TRY IT: Select every line below containing the word "shirt".

SUPPLIED INFORMATION:
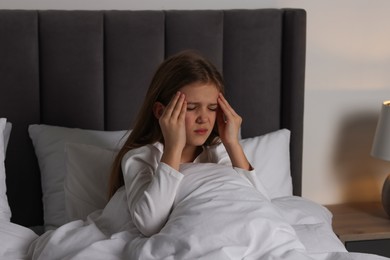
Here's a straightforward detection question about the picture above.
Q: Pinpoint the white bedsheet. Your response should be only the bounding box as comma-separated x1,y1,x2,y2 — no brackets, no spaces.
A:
0,220,382,260
0,221,37,259
1,163,389,259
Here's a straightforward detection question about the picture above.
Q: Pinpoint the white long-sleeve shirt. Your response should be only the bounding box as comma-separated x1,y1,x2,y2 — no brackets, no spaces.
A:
121,142,269,237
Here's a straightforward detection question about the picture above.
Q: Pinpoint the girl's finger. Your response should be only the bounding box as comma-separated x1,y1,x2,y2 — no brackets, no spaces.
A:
178,100,187,121
171,93,186,119
218,93,238,116
217,107,226,125
163,91,182,116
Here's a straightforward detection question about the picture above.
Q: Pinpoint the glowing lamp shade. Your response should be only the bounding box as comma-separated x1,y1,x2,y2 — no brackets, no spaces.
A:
372,101,390,217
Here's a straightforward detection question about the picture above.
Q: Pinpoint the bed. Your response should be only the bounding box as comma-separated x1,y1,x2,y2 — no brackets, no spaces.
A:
0,8,387,260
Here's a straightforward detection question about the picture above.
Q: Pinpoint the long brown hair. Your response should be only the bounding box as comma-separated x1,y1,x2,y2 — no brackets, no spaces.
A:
108,50,225,198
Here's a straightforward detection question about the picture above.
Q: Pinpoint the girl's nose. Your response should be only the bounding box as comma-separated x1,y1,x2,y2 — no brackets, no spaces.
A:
196,113,208,124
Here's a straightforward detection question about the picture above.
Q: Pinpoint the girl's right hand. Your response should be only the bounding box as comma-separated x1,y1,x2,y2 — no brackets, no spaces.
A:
159,92,187,170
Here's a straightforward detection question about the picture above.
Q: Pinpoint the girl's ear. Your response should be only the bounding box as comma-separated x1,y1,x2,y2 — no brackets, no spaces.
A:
153,102,165,119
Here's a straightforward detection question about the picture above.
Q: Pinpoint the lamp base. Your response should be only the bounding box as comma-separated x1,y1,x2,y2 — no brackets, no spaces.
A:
382,175,390,217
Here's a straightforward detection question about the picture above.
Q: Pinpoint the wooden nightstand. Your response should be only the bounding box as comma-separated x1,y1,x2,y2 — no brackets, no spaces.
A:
325,202,390,257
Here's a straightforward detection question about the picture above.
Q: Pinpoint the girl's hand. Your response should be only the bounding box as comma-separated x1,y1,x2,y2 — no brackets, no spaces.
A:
217,93,252,171
217,93,242,146
159,92,187,170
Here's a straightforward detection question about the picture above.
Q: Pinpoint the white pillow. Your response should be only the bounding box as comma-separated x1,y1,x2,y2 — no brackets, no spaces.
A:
240,129,292,198
64,143,116,222
0,118,11,221
28,124,127,231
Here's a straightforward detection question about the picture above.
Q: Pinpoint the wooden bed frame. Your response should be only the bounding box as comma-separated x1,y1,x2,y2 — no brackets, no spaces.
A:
0,9,306,227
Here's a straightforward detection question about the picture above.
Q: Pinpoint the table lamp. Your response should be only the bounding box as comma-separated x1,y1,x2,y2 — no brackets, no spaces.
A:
371,100,390,217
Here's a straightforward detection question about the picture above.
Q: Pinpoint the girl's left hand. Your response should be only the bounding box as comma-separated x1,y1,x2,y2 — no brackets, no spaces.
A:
217,93,252,171
217,93,242,146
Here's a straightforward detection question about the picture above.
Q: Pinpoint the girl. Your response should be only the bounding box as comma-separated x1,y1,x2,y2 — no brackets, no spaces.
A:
108,50,259,237
26,51,310,259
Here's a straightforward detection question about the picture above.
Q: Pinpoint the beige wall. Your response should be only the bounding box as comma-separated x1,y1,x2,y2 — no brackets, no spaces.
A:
288,1,390,204
2,0,390,205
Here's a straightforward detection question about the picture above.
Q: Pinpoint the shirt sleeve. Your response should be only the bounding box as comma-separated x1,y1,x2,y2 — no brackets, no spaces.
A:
122,145,183,237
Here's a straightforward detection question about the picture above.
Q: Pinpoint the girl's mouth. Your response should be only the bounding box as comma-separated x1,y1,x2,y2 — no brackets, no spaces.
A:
194,129,208,135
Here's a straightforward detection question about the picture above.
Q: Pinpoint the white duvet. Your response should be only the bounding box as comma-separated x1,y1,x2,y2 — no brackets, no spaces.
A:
1,163,388,259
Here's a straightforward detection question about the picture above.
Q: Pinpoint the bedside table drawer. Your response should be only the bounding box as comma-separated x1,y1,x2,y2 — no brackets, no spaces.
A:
346,239,390,257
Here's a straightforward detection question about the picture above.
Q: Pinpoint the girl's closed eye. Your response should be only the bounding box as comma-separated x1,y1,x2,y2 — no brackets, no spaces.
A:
208,104,218,111
187,104,197,111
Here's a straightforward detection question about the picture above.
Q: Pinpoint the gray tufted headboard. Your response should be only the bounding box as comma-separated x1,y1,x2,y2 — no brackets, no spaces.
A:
0,9,306,227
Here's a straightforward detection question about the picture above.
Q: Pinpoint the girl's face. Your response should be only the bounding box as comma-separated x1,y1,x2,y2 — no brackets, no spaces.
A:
180,82,220,147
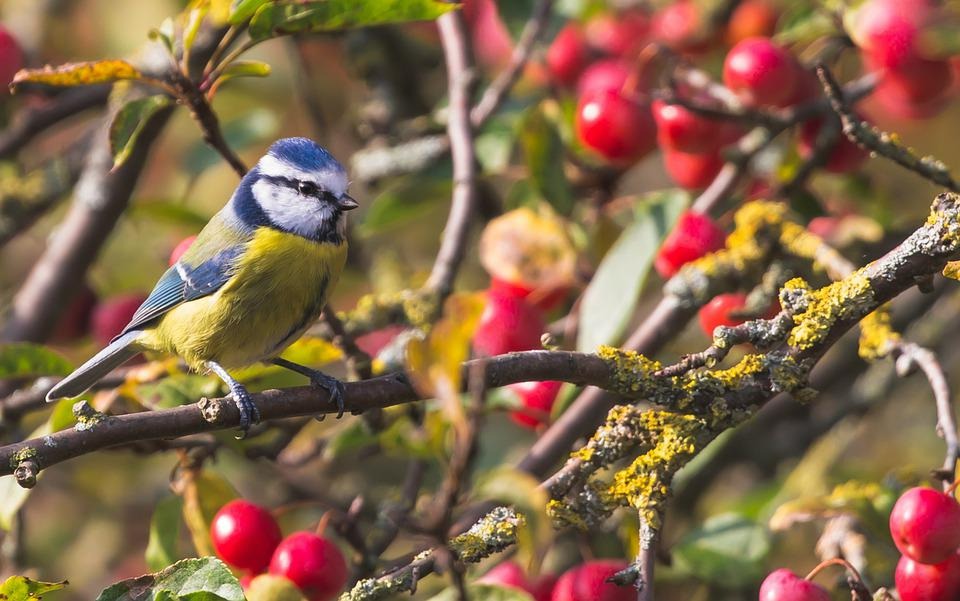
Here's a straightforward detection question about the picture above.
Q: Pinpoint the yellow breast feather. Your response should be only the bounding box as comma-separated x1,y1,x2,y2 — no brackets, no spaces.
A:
140,228,347,370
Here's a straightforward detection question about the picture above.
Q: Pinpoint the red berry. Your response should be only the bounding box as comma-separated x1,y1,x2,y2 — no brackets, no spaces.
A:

THE COMPLETED TASK:
Q: Pinpoint the white long-sleeve shirt. Your response should be only the bounding box as comma-separated x1,y1,x2,y2 — no brackets, no spaces.
Q: Pinpoint the shirt sleeve. Your response should be only the bounding box as comma-separated x1,y1,x2,y2 — no brackets, no spaces.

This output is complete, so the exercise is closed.